Directions:
Retype the stretch of the forum post on fine-tuning with the HH-RLHF dataset from "I am trying" through "number comes up?".

I am trying to finetune the model on the HH-RLHF dataset with 161k rows of training data. I use this command to run torchrun --nnodes 1 --nproc_per_node 8 sft.py
, which from what I understand, uses all 8 GPUs. The batch size per GPU and gradient accumulation steps are set to 4 and 1. Therefore, the number of steps should be around 161k / (8 * 4 * 1) = 5k steps. However, the trainer only train the model for 40 steps. I wonder how this number comes up?
Below is the code for sft.py
:
import argparse
import os
import torch
from accelerate import Accelerator
from datasets import load_dataset
from peft import LoraConfig
from tqdm import tqdm
from transformers import AutoTokenizer, AutoModelForCausalLM, TrainingArguments, logging, set_seed
from trl import SFTTrainer
os.environ["WANDB_PROJECT"] = "llama-hh-rlhf"
def get_args():
parser = argparse.ArgumentParser()
parser.add_argument("--model_path", type=str, default="huggyllama/llama-7b")
parser.add_argument("--max_steps", type=int, default=-1)
parser.add_argument("--batch_size", type=int, default=4)
parser.add_argument("--gradient_accumulation_steps", type=int, default=1)
parser.add_argument("--num_train_epochs", type=int, default=1)
parser.add_argument("--learning_rate", type=float, default=2e-5)
parser.add_argument("--lr_scheduler_type", type=str, default="linear")
parser.add_argument("--num_warmup_steps", type=int, default=0)
parser.add_argument("--weight_decay", type=float, default=0.05)

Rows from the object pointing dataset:
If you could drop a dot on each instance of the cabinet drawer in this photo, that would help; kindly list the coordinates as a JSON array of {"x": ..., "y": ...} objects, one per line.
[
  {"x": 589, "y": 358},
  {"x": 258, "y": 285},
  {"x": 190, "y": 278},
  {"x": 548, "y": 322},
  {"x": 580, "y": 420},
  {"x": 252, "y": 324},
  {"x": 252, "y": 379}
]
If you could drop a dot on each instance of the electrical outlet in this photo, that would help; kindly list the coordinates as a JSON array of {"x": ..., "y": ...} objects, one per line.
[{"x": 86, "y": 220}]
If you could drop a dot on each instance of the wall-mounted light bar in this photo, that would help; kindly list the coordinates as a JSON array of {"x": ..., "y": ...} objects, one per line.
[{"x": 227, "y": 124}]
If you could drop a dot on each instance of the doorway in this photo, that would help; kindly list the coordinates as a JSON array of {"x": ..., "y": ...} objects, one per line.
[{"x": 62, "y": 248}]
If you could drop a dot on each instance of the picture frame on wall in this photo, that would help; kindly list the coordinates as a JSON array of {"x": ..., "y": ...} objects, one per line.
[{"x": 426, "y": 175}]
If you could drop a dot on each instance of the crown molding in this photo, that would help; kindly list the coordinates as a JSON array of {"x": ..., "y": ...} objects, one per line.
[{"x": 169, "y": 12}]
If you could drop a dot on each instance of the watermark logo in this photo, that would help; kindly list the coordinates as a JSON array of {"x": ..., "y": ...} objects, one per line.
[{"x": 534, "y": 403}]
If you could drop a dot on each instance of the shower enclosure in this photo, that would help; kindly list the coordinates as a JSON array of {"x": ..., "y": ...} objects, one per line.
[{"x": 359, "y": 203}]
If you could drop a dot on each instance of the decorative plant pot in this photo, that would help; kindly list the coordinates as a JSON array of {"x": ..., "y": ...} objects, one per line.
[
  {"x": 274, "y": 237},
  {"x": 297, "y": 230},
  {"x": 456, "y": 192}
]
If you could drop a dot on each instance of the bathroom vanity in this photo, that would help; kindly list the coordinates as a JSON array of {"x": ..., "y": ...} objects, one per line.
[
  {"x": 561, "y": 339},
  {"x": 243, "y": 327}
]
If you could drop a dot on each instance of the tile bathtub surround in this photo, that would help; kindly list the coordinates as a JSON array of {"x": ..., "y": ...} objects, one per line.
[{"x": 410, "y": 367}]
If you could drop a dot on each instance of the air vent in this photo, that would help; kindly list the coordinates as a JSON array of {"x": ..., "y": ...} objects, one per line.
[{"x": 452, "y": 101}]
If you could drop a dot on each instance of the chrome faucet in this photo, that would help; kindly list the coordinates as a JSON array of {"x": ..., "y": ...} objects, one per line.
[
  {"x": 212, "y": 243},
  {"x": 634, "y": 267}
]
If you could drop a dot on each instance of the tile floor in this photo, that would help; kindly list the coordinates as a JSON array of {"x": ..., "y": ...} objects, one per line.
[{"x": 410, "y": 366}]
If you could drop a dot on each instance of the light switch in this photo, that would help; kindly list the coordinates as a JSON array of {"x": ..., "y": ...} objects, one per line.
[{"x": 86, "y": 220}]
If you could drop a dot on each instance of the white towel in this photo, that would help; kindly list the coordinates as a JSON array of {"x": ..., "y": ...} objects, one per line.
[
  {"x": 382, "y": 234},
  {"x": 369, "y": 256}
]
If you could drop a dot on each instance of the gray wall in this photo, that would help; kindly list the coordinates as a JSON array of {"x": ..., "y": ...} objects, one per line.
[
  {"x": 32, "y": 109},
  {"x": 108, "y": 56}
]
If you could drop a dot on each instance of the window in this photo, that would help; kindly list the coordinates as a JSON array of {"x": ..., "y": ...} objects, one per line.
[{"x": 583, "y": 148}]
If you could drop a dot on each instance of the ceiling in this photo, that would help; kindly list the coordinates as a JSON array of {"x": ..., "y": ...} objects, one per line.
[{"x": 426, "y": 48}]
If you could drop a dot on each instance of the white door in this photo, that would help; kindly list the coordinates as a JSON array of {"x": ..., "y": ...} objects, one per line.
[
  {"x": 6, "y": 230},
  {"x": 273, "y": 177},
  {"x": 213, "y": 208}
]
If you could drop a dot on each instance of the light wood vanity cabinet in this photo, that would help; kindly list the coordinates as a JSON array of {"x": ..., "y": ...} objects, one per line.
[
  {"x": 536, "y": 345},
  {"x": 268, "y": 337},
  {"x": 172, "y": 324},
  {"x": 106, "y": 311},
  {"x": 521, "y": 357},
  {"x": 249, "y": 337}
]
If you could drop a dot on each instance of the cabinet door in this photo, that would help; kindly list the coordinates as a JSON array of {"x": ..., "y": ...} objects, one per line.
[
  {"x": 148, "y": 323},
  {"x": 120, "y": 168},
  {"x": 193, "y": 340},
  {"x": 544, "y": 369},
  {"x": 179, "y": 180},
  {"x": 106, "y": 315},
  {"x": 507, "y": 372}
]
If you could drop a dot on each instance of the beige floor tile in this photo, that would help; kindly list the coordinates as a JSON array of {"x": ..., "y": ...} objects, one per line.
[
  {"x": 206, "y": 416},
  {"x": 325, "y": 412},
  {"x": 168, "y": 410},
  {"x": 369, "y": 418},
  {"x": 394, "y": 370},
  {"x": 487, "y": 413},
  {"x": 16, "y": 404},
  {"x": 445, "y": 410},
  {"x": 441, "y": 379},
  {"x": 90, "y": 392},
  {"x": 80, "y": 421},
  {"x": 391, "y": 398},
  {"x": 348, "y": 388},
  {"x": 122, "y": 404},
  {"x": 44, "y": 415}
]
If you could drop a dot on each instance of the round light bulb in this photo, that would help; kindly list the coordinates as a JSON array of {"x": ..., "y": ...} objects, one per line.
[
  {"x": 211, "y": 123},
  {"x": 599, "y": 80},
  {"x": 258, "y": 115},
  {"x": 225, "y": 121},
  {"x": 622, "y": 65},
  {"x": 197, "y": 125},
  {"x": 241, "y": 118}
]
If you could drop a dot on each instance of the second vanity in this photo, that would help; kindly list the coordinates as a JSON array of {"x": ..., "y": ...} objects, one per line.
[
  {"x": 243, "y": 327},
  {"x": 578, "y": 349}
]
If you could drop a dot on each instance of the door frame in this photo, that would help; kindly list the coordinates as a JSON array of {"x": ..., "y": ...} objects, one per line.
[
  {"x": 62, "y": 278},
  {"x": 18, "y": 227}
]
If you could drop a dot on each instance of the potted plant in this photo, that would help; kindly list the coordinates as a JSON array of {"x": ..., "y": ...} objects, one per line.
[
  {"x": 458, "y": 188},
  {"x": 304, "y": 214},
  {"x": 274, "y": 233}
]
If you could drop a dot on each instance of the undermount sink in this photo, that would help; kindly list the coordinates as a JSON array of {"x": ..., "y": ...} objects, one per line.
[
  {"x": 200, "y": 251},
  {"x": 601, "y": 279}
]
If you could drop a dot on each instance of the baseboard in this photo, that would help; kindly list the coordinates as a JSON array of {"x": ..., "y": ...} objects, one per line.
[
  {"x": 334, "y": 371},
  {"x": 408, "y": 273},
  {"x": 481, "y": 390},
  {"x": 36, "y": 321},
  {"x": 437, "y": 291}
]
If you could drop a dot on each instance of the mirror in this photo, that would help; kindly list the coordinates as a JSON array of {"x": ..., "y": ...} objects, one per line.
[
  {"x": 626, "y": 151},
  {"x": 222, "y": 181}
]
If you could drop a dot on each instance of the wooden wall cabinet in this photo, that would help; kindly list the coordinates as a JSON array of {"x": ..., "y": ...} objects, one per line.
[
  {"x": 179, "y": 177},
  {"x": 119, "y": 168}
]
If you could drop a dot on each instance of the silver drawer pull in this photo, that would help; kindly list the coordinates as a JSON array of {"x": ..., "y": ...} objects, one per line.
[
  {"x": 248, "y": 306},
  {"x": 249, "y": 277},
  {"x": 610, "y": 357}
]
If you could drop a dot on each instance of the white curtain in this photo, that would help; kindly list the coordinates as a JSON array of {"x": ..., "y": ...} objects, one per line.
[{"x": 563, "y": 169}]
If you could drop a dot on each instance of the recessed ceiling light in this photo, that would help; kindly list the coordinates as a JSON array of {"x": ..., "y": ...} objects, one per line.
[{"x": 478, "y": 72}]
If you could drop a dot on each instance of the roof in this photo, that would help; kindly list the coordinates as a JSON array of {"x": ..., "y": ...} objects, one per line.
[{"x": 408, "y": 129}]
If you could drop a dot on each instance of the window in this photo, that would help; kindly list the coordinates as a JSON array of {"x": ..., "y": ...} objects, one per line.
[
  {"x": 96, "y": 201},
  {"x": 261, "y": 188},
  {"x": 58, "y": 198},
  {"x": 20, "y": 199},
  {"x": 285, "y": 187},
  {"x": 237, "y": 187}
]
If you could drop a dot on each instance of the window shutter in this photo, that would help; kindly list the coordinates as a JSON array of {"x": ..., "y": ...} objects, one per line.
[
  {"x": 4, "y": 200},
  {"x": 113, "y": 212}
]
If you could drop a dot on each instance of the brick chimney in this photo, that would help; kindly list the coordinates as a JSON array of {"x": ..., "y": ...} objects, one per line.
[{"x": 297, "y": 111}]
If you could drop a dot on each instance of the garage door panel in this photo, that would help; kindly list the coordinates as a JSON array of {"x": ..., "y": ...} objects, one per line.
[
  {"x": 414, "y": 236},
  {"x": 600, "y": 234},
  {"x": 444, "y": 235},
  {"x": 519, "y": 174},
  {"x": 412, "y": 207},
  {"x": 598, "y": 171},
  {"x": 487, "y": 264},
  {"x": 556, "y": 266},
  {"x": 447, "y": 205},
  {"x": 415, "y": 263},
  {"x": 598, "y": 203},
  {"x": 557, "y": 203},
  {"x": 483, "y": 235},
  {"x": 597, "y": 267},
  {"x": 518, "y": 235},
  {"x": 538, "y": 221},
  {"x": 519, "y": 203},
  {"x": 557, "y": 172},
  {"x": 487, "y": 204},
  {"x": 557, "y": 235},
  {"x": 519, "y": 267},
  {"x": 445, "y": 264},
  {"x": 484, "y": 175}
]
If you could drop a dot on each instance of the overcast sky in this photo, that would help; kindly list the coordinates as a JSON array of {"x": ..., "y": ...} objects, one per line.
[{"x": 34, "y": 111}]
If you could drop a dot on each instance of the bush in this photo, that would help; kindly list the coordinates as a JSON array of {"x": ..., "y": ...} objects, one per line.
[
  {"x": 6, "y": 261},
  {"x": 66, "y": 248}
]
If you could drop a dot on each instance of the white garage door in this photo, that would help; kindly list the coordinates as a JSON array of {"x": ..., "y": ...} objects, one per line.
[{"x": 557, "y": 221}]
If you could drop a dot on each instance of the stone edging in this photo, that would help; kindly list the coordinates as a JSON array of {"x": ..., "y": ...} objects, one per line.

Written reply:
I am trying to finetune the model on the HH-RLHF dataset with 161k rows of training data. I use this command to run torchrun --nnodes 1 --nproc_per_node 8 sft.py
, which from what I understand, uses all 8 GPUs. The batch size per GPU and gradient accumulation steps are set to 4 and 1. Therefore, the number of steps should be around 161k / (8 * 4 * 1) = 5k steps. However, the trainer only train the model for 40 steps. I wonder how this number comes up?